## TEXT PROVIDED
○ ○ ○ ○

Eczema Common Worldwide
Eczema is characterized by dry, red, and itchy patches on the skin. The chronic, non-contagious condition affects 5%-20% of the world's population but is especially common in children, more than half of whom will outgrow it.
The American Academy of Dermatology says eczema may be an abnormal response of the body's immune system to allergens like animal dander and dust mites. There is no cure, but moisturizers are generally recommended, along with topical corticosteroids. In some cases, doctors recommend an antihistamine to reduce itching.
Probiotic supplements seem to reduce diarrhea and bloating in kids who have been treated with antibiotics, and they are marketed as such, but in her experience, they don't have a noticeable effect on eczema, says Nanette Silverberg, MD, director of pediatric and adolescent dermatology at St. Luke's-Roosevelt Hospital Center in New York City.
"Probiotics conceptually were well received by parents because it's a natural extract and if prepared properly could be quite safe. I haven't found them effective. I haven't seen any dramatic improvements in eczema," she says.
But Silverberg says there aren't enough data to prove either way the efficacy of probiotics. The review focused on small studies that might not give conclusive evidence.
Andrea Cambio, MD, FAAD, a dermatologist in Cape Coral, Fla., says patients and parents often ask about probiotics because they favor a more natural remedy to eczema. Still, she also hasn't seen positive results from probiotic treatment and isn't convinced they are completely safe. But she isn't discounting them completely.
"What is exciting is that his area of research has such great potential for future investigation," Cambio says.

○ ○ ○ ○

## WORK INSTRUCTION 1
According to the eczema article, what share of the world's population does eczema affect?
## WORK INSTRUCTION 2
Transcribe the part of the eczema article that starts with "The American Academy" and goes on through "to reduce itching.".
The records below come from a separate source, unrelated to the eczema article.

Items from a data source:
○ ○ ○ ○

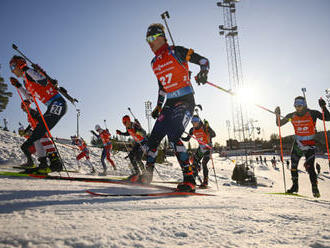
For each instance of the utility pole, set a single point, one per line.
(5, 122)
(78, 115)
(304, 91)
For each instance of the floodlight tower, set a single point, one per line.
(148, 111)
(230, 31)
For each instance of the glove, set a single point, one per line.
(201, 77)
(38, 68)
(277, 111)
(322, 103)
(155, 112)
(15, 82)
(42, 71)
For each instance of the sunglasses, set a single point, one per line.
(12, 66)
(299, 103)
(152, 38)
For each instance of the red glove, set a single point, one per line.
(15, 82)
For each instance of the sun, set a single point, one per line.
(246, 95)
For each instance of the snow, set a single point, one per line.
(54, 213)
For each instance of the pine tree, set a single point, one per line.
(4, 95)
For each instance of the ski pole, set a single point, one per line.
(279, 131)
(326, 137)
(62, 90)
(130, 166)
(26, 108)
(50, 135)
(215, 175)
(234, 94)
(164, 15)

○ ○ ○ ○

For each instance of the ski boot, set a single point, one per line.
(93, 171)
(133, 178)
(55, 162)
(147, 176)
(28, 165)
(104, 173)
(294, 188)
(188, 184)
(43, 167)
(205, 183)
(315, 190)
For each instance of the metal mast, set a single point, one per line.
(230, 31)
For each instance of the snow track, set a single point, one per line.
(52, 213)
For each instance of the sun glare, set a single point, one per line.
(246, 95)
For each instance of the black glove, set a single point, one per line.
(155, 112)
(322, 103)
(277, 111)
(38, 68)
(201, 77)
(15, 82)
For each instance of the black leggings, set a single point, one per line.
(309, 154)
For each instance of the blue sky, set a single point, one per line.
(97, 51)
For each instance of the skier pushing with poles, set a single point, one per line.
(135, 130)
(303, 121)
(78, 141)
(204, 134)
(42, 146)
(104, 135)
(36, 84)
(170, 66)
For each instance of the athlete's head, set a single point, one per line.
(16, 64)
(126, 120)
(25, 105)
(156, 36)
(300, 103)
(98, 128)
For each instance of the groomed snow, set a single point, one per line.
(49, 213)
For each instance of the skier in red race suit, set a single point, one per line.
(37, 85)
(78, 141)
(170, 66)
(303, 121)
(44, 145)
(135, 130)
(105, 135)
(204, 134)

○ ○ ○ ○

## YOUR RESPONSE 1
5%-20%

## YOUR RESPONSE 2
The American Academy of Dermatology says eczema may be an abnormal response of the body's immune system to allergens like animal dander and dust mites. There is no cure, but moisturizers are generally recommended, along with topical corticosteroids. In some cases, doctors recommend an antihistamine to reduce itching.